List each line of the rows below that contains the word "every", copying those lines in full.
__________
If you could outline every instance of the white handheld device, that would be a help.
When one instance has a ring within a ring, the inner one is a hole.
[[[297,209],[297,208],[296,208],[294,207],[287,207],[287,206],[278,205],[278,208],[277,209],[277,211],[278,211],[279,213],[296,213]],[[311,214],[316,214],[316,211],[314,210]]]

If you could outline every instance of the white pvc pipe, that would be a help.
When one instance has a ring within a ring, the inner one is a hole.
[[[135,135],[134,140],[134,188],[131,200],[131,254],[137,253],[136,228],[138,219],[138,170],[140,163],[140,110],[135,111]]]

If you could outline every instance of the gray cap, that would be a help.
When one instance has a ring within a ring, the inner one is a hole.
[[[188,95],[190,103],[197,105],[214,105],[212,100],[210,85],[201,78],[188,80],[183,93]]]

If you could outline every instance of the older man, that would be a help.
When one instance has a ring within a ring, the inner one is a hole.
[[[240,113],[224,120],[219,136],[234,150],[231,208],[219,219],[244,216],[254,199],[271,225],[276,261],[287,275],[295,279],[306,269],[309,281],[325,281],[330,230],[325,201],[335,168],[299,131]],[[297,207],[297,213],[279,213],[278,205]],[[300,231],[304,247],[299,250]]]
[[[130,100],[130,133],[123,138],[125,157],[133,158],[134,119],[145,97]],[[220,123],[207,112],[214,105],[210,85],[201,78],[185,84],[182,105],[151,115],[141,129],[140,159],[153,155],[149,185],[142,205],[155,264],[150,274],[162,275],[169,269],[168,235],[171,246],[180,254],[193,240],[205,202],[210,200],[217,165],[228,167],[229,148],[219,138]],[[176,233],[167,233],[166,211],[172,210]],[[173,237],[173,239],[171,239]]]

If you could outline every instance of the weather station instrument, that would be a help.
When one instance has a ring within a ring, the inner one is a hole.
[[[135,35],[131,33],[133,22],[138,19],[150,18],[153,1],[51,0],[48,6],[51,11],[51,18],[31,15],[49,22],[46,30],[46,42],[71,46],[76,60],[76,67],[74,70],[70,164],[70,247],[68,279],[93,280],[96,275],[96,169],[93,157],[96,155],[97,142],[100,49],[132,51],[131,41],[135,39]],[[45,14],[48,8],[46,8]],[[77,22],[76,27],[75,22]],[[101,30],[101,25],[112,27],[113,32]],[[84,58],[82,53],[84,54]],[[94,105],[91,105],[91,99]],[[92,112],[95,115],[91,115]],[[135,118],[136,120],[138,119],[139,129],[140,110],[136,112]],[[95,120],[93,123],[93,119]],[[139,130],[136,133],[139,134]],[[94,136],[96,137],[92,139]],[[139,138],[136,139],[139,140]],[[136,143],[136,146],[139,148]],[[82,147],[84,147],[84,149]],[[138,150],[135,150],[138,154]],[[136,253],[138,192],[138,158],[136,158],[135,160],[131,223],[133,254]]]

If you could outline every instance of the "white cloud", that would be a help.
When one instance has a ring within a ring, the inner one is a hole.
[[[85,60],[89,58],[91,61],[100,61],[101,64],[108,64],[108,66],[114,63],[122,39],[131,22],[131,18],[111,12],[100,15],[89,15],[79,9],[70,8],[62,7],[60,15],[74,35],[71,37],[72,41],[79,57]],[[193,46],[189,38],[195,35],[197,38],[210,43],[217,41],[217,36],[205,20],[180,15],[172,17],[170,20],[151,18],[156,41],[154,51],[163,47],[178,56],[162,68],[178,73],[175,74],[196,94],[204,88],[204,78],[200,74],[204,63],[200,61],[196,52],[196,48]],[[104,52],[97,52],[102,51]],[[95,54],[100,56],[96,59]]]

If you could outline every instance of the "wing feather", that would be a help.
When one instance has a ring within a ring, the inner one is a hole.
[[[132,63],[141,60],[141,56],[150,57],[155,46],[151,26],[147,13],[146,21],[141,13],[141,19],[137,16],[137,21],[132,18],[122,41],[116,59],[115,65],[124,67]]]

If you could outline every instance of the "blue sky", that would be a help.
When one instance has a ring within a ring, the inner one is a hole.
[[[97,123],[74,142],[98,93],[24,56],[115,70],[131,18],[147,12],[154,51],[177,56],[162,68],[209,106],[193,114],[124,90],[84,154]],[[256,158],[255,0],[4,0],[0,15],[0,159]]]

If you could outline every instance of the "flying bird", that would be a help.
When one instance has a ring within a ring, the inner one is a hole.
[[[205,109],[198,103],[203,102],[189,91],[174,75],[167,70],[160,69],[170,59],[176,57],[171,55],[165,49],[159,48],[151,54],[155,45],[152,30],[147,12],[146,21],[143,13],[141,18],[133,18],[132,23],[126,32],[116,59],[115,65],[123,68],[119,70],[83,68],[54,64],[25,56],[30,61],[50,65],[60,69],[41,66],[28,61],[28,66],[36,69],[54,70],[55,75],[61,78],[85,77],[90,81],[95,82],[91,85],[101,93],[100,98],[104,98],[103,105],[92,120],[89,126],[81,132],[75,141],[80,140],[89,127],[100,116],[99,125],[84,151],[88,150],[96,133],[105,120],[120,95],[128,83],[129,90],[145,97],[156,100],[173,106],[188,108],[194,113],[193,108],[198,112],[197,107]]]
__________
Completed task »
If you could outline every instance of the white handheld device, that would be a help.
If you could outline every instance of the white pvc pipe, that would be a help.
If you could outline every instance of the gray cap, that would be a help.
If you could outline every instance of the older man, that would be a help.
If you could outline every instance of the weather station instrument, that would be a help.
If you could outline every instance of the "white cloud", that would be a help.
If you could outline every instance of the "wing feather", that would be a help.
If you could outline every instance of the "blue sky", that would be a help.
If you could outline every instance of the "flying bird", that would be a help.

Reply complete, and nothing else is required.